[Position identification records]
>>>

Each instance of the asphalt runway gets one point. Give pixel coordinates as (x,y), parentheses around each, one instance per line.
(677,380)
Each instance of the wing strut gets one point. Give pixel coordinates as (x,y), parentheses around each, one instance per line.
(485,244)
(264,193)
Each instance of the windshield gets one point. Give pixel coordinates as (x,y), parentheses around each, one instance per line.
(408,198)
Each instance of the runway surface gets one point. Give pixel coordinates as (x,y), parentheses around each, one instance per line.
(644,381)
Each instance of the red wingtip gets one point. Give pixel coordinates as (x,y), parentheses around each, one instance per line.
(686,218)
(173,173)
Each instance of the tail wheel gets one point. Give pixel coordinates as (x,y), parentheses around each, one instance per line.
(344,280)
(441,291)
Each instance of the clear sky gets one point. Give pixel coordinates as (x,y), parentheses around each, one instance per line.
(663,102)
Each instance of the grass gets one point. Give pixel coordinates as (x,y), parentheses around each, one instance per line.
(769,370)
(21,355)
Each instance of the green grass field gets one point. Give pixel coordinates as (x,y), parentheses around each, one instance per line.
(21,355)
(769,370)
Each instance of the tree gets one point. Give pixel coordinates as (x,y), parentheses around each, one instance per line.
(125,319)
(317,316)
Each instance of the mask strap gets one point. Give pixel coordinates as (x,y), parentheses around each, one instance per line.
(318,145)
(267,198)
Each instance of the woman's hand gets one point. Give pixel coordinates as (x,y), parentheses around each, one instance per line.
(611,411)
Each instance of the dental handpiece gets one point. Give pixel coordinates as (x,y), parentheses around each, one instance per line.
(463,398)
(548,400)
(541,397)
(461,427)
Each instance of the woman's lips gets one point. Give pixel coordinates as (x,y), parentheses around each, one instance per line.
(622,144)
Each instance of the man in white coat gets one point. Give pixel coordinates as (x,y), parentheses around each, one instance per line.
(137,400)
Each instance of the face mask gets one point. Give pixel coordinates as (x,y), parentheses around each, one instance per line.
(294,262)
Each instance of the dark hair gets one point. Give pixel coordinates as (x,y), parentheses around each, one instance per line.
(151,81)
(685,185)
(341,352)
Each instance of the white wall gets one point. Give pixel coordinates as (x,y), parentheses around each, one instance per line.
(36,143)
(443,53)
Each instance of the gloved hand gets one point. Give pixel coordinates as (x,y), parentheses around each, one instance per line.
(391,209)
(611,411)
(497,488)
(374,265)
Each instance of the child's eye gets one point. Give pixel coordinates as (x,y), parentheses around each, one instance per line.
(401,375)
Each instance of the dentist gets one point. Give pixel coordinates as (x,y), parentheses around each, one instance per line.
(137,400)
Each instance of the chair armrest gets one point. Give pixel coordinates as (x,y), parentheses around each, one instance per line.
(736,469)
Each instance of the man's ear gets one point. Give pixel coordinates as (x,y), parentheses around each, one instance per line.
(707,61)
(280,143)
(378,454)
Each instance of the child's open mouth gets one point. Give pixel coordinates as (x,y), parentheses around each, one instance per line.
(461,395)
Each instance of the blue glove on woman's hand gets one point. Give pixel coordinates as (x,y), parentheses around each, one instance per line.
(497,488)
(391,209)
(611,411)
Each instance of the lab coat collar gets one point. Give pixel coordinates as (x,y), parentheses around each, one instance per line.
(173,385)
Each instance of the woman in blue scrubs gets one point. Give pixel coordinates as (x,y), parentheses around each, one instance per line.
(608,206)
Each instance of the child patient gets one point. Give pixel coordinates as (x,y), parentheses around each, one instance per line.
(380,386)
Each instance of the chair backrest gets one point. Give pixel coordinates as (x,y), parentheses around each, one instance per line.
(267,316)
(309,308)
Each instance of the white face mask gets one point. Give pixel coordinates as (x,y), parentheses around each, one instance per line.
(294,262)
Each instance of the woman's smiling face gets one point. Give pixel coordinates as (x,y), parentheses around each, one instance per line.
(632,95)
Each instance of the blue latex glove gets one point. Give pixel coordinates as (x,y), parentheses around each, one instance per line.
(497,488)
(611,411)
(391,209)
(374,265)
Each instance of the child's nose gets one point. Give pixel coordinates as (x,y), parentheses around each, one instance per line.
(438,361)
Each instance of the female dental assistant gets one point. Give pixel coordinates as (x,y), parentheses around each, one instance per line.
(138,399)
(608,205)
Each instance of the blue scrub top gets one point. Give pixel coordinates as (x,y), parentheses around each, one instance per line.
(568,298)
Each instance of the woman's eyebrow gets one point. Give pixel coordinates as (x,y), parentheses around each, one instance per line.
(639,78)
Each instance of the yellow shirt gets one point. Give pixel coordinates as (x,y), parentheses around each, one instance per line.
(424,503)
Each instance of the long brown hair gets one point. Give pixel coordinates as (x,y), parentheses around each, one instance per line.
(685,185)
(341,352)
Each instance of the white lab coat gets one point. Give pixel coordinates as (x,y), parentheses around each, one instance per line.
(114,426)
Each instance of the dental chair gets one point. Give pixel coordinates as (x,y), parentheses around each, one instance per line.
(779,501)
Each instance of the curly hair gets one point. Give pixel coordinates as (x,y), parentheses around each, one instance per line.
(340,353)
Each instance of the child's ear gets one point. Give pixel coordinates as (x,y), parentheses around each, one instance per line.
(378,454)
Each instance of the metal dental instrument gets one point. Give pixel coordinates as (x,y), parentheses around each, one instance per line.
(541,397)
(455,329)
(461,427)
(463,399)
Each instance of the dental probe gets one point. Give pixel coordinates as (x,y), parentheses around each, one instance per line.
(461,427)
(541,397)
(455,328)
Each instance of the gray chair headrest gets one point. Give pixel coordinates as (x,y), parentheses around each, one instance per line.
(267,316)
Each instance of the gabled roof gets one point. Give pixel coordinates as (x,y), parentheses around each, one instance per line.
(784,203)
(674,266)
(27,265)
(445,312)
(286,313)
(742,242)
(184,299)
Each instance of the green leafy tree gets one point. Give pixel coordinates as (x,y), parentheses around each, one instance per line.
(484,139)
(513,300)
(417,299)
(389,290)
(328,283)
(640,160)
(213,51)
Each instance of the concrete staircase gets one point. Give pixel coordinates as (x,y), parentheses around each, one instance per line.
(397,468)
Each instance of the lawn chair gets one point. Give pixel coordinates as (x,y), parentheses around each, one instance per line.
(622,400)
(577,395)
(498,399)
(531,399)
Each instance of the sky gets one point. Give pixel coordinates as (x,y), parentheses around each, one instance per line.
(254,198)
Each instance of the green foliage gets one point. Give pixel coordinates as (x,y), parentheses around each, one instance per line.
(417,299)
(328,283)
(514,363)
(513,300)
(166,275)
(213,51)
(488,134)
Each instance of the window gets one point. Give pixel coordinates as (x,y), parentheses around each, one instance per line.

<<<

Extract the full set of entries word for word.

*Reply*.
Each instance of the asphalt runway gets one point. Give pixel coordinates as (x,y), parentheses around each, one instance per line.
(677,380)
Each instance of the wing strut gets one point. Give pixel coordinates as (x,y), parentheses around each, one instance per line.
(485,244)
(264,193)
Each instance of the windshield gets one point. Give pixel coordinates as (x,y), parentheses around each, one instance per line.
(408,198)
Each instance of the runway surface gets one point. Give pixel coordinates as (x,y), parentheses around each, one instance per line.
(644,381)
Each instance of the red wingtip gets one point. Give pixel coordinates as (x,y), parentheses around each, one instance per line.
(686,218)
(173,173)
Each instance of the tail wheel gets one point. Give pixel coordinates as (x,y), parentheses around each, one instance per line.
(344,280)
(441,291)
Each instance of the clear sky gets one point. Give pixel coordinates as (x,y), parentheses around each, one instance per line.
(663,102)
Each instance of the grass gets one point. Give pixel coordinates as (x,y), parentheses around each, one instance per line.
(769,370)
(21,355)
Each instance of the green grass field gets one point. Give pixel coordinates as (x,y), parentheses around each, one instance per line.
(21,355)
(769,370)
Each instance of the tree gets one point. Give pixel coordinates as (x,y), parentheses around each, one instance per line.
(125,319)
(317,316)
Each instance of the mask strap gets one point. Give pixel coordinates as (x,y), parentheses around each, one instance per line.
(318,145)
(267,198)
Each instance of the woman's hand gets one point. Give pixel coordinates as (x,y), parentheses around each, one instance per line.
(611,411)
Each instance of the dental handpiece gets one point. Give pixel coordinates as (x,y), parentheses around each, one instance per line.
(463,398)
(548,400)
(541,397)
(461,427)
Each instance of the woman's lips gets one point. Give pixel coordinates as (x,y), parentheses around each, one instance per line.
(622,144)
Each instance of the man in white coat gets one point. Give pixel coordinates as (x,y), parentheses around each, one instance per line.
(137,400)
Each instance of the face mask gets one point. Give pixel coordinates as (x,y), parentheses around each, one instance per line.
(294,262)
Each instance of the dark hair gets one point. Give pixel coordinates as (x,y), parentheses around each, one instance per line.
(151,81)
(685,185)
(341,352)
Each instance of the white wall gets one point. Give pixel coordinates as (x,y), parentheses around each, one instance per line.
(36,143)
(443,53)
Each instance of the gloved hand gets one point. Give pixel coordinates as (x,y), parentheses around each, one instance per line.
(391,209)
(611,411)
(497,488)
(374,265)
Each instance of the child's eye gets one point. Give pixel coordinates as (x,y), parentheses around each, one instance per line.
(401,375)
Each instance of the dentist gets one point. Give pixel coordinates as (x,y), parentheses around each, one instance per line.
(137,400)
Each instance of the chair armrest gets one point. Give pixel coordinates as (x,y), parentheses around each, one instance per line.
(736,469)
Each instance of the man's ear gets one point. Give pixel coordinates as (x,y), parentheses around each, one instance per line.
(707,61)
(280,143)
(378,454)
Each instance of the child's open mouth gets one point. Give pixel coordinates as (x,y), parentheses around each, one instance per line.
(461,395)
Each instance of the blue glove on woman's hand gets one point. Give pixel coordinates as (x,y), parentheses around each, one instance per line.
(497,488)
(391,209)
(611,411)
Each instance of the lab coat collar gets one point. Give pixel coordinates as (x,y), parentheses around each, one instance per line.
(173,385)
Each instance of the woman in blue scrubs gets one point. Give pixel coordinates as (x,y), parentheses around each, one instance per line.
(608,206)
Each instance of the child patient gets one point. Give pixel coordinates as (x,y), parentheses around each, one instance per line.
(380,386)
Each instance of the chair backrest gets one point. Give pixel coordinates as (x,y), parentheses around each, one instance per line.
(267,316)
(309,308)
Each instance of the white face mask gets one point. Give pixel coordinates as (x,y), parentheses around each, one instance per line.
(294,262)
Each instance of the woman's smiling face gets one point. Give pixel coordinates as (x,y), parentheses around each, one instance per line.
(632,95)
Each instance of the blue latex glove gets one point. Give pixel coordinates as (x,y), parentheses around each, one instance per line.
(497,488)
(611,411)
(391,209)
(374,265)
Each instance of the child's nose gets one point. Give pixel coordinates as (x,y), parentheses around each, one instance per line.
(438,361)
Each instance of the female dental assistant gets one point. Give pixel coordinates as (x,y), parentheses around each, one instance per line.
(138,399)
(608,205)
Each instance of the blue scrub top gets one point. Give pixel coordinates as (x,y), parentheses around each, one instance per line.
(568,298)
Each instance of the woman's eyebrow gets one point. Give pixel coordinates as (x,y), parentheses around each, one instance per line.
(639,78)
Each instance of the yellow shirt gets one point. Give pixel coordinates as (x,y), parentheses around each, one instance per line.
(424,503)
Each instance of the long brown hair gets one point. Give pixel coordinates as (x,y), parentheses around each, one instance per line.
(685,185)
(341,352)
Each instance of the white lab coat gets one point. Give pixel coordinates as (x,y), parentheses around each, one instance per line.
(114,426)
Each instance of the dental chair gets one point. Give pixel coordinates as (x,y), parentheses around each, one instance per line.
(779,501)
Each instance of the curly hair gets one point. Give pixel coordinates as (x,y), parentheses around each, one instance per line.
(340,353)
Each instance of the child's ear gets one point. Give pixel coordinates as (x,y), parentheses around each, one instance per line.
(378,454)
Each instance of the metal dental instrument gets one point. Give pixel coordinates as (x,y), parentheses around each, one instance per line.
(541,397)
(455,329)
(461,427)
(463,399)
Each instance of the dental probe gets one point. Give pixel coordinates as (x,y), parentheses around each, one instance per line.
(461,427)
(541,397)
(455,328)
Each instance of the gray chair headrest gets one point. Give pixel coordinates as (x,y), parentheses around each, one instance per line.
(267,316)
Each instance of the gabled roof gets one point. Give pixel coordinates as (x,y), parentheses around each, one instance per line.
(784,203)
(674,266)
(27,265)
(445,312)
(286,313)
(742,242)
(184,299)
Each instance of the green leafy tree gets one point. Give pixel coordinates as (x,y), parentheses around each, one instance per line.
(484,139)
(513,300)
(417,299)
(389,290)
(328,283)
(640,160)
(213,51)
Each instance of the concrete staircase gets one point. Give pixel coordinates as (x,y), parentheses around each, one instance per line.
(397,468)
Each instance of the lawn chair gets one point. Give pixel coordinates as (x,y), parentheses around each, one instance per line.
(622,400)
(577,395)
(498,399)
(531,399)
Each instance of the sky gets one point. Give pixel coordinates as (x,y), parentheses around each, one instance per line.
(254,198)
Each instance of the green foliage gets one point. Give pixel coordinates as (x,y), parentheses around each, one instance per line.
(417,299)
(328,283)
(514,363)
(513,300)
(166,275)
(213,51)
(488,134)
Each instance of the window gets one point. Give pixel coordinates as (x,y), parentheses around each, one instance per line.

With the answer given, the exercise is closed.